-- Task brief --
Could you rewrite everything from the line containing "Every instance of the stage" down to the line containing "pixel 239 85", both included, with "plaid shirt" changed to "checked shirt" and the rest of the listing left unchanged?

-- Dataset records --
▼▼▼

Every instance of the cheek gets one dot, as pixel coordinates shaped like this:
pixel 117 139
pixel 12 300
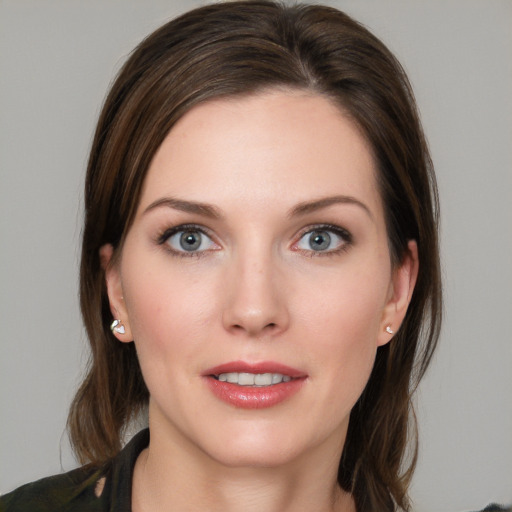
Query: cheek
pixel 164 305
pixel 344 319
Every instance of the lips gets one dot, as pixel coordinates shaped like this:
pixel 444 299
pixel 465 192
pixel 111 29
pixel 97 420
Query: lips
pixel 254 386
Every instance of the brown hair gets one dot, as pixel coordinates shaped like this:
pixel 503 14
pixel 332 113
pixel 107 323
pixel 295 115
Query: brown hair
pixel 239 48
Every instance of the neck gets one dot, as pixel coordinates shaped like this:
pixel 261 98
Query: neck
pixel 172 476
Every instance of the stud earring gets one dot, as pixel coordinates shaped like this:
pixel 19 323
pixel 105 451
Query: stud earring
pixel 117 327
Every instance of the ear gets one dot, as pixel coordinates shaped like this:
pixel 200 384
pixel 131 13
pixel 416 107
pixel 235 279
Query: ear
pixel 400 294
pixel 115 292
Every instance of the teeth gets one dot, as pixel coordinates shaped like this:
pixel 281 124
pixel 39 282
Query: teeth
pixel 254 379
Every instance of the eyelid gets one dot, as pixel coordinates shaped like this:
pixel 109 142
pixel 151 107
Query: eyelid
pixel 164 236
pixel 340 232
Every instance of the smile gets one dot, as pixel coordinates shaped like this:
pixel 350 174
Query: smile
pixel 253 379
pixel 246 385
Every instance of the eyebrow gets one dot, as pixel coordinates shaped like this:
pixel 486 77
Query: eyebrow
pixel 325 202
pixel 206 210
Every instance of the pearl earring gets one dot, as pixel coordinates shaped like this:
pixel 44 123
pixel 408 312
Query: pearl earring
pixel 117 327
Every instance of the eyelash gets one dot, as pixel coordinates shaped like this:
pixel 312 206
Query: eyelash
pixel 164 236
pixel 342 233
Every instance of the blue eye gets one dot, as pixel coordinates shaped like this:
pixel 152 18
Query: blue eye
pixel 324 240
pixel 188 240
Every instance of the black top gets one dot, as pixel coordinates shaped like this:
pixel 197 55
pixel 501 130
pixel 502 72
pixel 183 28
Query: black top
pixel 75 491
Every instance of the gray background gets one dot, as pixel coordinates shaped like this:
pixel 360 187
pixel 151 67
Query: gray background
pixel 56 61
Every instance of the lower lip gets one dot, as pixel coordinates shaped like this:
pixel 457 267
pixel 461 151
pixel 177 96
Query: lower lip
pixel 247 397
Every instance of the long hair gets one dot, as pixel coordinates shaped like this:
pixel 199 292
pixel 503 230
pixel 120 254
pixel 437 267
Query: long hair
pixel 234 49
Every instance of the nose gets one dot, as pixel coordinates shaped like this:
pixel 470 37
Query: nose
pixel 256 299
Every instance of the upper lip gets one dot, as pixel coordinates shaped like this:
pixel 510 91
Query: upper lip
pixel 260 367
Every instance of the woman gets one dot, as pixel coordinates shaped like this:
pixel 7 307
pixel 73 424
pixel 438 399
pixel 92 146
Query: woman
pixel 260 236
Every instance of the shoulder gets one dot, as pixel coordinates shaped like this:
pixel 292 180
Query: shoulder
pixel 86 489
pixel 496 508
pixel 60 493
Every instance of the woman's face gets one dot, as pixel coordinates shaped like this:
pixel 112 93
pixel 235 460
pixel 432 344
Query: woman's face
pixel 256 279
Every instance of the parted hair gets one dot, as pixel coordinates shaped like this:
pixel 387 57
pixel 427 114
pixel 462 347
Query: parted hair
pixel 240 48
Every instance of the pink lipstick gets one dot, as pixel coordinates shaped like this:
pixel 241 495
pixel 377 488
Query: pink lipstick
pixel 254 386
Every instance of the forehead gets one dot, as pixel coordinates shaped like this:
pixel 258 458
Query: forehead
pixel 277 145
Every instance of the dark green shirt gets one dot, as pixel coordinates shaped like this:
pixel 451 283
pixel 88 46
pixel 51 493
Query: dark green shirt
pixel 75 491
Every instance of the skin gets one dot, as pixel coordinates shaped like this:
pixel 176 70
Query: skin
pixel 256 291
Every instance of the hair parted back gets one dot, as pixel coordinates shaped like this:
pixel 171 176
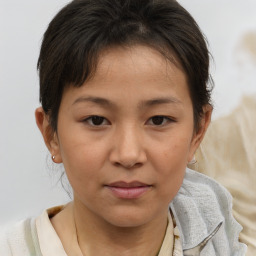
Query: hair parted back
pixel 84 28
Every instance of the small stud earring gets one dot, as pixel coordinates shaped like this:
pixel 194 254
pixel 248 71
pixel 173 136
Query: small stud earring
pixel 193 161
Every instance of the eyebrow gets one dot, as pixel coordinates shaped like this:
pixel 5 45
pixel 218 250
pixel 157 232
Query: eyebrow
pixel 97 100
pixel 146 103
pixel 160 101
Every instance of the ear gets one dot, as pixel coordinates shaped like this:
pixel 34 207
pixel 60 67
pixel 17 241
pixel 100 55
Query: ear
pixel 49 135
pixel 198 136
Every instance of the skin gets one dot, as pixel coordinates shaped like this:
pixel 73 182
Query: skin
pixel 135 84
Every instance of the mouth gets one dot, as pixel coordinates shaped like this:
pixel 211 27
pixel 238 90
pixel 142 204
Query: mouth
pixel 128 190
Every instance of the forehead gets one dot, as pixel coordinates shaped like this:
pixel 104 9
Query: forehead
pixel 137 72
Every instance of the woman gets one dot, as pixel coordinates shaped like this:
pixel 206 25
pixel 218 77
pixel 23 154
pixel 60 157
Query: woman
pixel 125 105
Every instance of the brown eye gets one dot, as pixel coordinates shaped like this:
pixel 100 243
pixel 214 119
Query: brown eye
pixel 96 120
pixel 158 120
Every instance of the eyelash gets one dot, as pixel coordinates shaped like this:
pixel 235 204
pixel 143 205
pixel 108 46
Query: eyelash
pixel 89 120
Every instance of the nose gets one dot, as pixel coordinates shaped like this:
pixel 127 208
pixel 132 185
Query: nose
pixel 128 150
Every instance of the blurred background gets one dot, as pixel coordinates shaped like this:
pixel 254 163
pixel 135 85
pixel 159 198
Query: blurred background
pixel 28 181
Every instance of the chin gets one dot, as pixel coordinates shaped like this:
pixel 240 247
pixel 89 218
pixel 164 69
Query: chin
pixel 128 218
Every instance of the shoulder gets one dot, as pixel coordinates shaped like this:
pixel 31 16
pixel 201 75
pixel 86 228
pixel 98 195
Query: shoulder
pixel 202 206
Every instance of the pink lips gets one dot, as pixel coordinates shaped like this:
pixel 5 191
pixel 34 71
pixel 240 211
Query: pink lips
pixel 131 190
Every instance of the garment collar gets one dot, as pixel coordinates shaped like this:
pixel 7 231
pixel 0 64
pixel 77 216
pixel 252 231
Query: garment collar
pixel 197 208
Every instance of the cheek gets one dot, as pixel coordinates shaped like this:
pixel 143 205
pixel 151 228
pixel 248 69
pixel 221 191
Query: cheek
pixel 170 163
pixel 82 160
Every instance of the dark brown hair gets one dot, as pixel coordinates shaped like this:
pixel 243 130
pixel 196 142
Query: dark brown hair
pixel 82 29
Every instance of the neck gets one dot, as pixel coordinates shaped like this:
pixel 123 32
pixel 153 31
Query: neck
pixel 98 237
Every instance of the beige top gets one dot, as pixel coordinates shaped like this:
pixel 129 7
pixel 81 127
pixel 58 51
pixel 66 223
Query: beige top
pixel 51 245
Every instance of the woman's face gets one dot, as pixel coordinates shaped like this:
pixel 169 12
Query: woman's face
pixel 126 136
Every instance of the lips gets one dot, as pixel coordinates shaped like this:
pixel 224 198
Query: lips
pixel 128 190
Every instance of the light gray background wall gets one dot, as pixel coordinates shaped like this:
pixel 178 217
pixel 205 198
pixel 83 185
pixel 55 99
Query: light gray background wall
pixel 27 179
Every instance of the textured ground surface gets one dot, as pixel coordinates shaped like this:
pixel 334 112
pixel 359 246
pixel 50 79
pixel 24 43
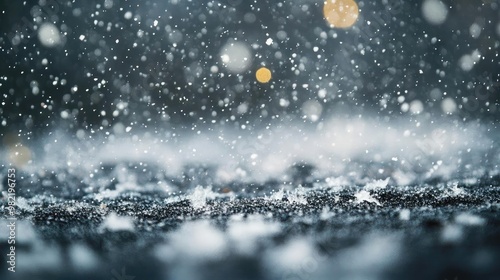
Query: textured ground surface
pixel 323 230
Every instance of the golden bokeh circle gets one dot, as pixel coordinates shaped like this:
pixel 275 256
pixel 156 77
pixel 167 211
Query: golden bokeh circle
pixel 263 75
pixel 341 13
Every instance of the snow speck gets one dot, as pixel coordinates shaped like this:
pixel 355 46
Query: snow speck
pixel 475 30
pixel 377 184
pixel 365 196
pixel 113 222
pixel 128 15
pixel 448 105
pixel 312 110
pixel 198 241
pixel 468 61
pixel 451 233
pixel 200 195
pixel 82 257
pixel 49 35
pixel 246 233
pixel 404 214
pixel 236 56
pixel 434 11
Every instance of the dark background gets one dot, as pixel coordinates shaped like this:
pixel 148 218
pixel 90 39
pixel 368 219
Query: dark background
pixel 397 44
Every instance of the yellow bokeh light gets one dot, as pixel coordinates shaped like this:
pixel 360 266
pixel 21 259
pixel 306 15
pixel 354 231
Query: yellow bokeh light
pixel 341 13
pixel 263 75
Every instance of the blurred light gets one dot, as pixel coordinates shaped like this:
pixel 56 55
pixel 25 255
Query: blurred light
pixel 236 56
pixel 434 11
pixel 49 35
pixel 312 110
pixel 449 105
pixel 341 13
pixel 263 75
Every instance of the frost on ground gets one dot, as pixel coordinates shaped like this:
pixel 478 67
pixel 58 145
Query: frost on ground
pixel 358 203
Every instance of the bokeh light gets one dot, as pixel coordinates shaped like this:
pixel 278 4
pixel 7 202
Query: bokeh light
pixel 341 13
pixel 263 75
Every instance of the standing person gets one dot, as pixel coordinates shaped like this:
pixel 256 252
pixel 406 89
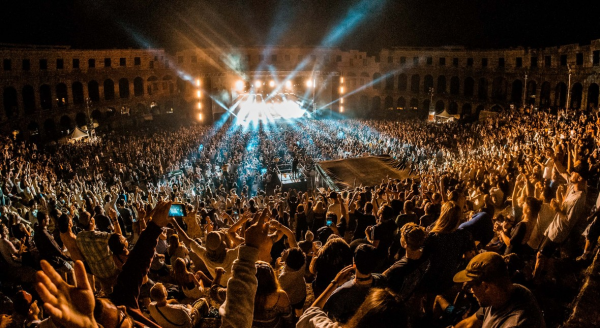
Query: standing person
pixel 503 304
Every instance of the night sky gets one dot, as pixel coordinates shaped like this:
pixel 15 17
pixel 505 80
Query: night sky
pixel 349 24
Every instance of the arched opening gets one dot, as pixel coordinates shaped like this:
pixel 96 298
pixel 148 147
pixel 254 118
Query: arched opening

▲▲▲
▼▼▼

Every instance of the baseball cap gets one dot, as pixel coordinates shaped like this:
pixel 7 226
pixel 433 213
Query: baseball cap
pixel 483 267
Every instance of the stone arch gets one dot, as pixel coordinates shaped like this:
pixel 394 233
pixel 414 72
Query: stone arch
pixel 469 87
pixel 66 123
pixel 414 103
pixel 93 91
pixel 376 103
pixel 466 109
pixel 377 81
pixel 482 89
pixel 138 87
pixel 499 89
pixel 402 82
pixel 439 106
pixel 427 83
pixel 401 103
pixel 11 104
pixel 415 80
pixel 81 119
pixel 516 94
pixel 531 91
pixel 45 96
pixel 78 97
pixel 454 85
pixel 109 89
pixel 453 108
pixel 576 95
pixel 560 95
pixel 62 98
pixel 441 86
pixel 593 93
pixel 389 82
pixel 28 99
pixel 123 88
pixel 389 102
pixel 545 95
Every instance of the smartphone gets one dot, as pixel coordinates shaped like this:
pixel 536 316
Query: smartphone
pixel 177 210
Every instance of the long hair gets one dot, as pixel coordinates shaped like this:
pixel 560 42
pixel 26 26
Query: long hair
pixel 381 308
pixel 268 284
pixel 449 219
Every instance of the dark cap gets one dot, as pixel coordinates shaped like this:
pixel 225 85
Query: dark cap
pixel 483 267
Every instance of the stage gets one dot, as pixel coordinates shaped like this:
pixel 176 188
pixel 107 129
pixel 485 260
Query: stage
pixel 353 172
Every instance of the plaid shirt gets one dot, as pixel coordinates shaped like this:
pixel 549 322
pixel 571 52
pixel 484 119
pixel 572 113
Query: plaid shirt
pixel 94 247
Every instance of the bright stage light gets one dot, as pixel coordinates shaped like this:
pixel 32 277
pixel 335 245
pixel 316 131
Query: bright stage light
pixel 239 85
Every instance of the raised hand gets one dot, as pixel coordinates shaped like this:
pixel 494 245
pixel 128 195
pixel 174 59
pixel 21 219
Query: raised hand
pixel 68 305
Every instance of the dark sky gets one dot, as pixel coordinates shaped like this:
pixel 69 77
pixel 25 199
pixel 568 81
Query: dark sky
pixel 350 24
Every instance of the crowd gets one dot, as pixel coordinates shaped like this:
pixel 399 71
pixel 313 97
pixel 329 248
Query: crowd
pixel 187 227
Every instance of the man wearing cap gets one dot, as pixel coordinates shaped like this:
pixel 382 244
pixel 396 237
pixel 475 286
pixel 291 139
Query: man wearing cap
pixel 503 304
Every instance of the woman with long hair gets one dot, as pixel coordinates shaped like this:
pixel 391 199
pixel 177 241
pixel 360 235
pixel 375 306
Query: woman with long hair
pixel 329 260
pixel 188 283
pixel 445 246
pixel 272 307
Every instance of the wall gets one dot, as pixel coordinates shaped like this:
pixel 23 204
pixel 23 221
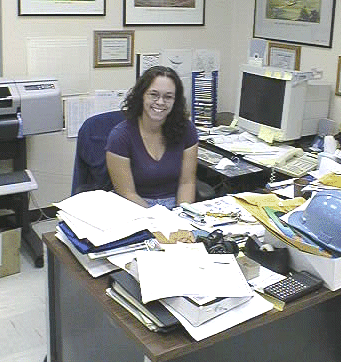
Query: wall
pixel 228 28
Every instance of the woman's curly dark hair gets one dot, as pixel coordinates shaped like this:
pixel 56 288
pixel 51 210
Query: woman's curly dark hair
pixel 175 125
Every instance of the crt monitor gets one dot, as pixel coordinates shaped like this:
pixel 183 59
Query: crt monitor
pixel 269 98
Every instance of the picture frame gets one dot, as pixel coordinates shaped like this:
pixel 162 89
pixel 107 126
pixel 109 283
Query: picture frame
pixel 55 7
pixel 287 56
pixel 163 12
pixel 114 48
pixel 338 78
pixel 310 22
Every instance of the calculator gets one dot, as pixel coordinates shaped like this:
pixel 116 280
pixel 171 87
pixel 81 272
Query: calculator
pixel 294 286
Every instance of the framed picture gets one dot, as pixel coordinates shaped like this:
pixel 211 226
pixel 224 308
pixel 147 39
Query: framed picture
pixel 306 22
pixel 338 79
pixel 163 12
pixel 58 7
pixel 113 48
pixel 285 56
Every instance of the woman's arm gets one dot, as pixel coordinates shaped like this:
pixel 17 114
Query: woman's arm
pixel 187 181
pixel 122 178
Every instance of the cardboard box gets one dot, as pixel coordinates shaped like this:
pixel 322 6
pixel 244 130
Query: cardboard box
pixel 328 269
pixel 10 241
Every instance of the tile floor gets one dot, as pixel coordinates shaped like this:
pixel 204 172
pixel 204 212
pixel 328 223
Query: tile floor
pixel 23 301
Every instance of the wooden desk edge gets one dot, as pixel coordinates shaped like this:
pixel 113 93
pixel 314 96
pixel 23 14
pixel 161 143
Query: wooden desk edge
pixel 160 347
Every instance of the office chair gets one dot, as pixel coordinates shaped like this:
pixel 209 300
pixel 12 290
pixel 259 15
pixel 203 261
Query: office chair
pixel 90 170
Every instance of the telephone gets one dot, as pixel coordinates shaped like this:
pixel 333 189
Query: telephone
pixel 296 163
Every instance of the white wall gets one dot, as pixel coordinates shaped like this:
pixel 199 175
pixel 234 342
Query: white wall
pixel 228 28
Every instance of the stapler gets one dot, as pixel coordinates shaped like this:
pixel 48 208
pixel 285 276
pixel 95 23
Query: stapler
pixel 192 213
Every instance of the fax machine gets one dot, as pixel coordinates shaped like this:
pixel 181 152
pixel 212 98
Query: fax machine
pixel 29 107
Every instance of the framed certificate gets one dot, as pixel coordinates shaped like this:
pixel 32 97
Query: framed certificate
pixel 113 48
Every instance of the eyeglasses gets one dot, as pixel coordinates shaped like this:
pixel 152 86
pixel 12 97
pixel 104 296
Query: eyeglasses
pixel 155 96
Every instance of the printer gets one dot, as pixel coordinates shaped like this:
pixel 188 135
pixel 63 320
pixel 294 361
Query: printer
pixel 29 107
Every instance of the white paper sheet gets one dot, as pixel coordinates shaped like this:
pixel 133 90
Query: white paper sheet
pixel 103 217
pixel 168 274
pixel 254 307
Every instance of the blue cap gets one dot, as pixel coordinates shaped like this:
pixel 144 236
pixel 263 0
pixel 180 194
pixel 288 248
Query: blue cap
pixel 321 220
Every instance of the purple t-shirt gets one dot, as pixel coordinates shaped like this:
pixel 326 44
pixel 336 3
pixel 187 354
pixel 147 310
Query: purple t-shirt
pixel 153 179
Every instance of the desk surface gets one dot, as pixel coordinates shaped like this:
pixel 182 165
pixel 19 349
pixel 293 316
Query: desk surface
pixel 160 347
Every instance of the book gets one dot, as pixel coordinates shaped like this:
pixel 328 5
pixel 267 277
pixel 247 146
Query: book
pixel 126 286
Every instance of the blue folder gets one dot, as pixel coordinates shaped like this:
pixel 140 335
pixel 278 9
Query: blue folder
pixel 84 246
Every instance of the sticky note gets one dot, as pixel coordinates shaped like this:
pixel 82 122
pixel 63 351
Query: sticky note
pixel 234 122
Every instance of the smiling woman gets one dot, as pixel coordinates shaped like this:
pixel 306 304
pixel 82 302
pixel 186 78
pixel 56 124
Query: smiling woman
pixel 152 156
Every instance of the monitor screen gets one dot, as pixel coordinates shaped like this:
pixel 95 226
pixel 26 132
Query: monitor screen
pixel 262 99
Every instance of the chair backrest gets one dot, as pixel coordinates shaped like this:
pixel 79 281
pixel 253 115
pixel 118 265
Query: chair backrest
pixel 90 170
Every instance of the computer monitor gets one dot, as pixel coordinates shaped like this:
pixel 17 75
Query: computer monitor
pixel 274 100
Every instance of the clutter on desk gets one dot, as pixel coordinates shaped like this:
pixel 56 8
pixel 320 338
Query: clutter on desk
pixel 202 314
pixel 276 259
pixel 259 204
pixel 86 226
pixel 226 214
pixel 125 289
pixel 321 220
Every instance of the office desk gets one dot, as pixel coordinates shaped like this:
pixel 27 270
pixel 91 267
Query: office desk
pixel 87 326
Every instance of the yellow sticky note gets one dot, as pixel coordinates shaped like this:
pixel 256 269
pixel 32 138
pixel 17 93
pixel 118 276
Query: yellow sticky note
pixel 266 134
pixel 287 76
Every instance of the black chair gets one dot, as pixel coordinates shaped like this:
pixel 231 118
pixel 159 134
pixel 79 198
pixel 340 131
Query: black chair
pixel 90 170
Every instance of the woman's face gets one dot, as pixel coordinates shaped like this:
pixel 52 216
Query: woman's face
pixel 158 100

▲▲▲
▼▼▼

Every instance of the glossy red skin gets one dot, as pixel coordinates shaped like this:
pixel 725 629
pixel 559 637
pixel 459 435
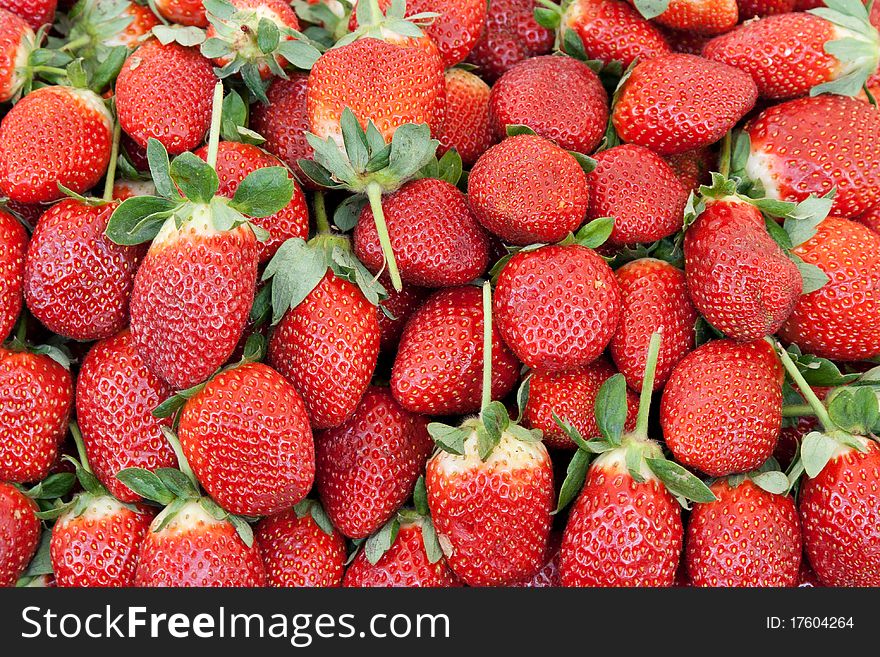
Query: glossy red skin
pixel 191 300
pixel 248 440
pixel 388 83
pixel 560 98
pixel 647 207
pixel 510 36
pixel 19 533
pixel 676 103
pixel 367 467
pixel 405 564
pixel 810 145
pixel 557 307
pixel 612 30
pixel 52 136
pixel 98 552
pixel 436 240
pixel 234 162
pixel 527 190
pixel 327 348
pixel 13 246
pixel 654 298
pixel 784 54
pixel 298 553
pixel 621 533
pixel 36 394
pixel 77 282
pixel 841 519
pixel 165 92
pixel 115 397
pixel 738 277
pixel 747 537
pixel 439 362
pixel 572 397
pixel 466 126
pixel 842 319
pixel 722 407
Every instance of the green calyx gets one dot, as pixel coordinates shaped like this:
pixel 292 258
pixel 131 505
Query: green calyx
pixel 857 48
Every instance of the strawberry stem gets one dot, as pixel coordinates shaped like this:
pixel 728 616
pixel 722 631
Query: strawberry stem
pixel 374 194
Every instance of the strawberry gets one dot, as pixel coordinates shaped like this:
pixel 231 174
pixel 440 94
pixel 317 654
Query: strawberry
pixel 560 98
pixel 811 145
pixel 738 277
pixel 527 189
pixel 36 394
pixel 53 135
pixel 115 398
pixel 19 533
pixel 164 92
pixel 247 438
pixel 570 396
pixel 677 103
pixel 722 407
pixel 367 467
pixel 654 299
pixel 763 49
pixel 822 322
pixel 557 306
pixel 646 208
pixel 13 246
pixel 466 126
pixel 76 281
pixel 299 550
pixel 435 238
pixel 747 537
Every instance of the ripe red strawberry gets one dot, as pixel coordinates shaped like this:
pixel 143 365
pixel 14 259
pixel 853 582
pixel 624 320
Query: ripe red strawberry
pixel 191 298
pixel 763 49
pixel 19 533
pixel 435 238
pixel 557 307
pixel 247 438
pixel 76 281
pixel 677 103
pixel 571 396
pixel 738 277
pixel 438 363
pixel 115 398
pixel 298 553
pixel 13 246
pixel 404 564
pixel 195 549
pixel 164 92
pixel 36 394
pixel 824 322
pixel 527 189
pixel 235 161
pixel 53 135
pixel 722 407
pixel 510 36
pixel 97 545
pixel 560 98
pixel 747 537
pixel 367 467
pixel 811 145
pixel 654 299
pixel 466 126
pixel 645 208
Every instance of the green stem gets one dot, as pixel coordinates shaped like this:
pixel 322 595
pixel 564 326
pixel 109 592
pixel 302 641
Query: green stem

▲▲▲

-- Finished task --
Every instance of the stage gets one dot, as pixel coordinates shaped like this:
pixel 176 188
pixel 107 129
pixel 485 260
Query: stage
pixel 353 172
Every instance of the checked shirt gets one dot, as pixel coordinates shaped like this:
pixel 549 322
pixel 571 52
pixel 484 119
pixel 572 113
Query: checked shirt
pixel 94 247
Every instance of the bright stage light gets one dot, as pixel coordinates shaped like this:
pixel 32 277
pixel 335 245
pixel 316 131
Query: bright stage light
pixel 239 85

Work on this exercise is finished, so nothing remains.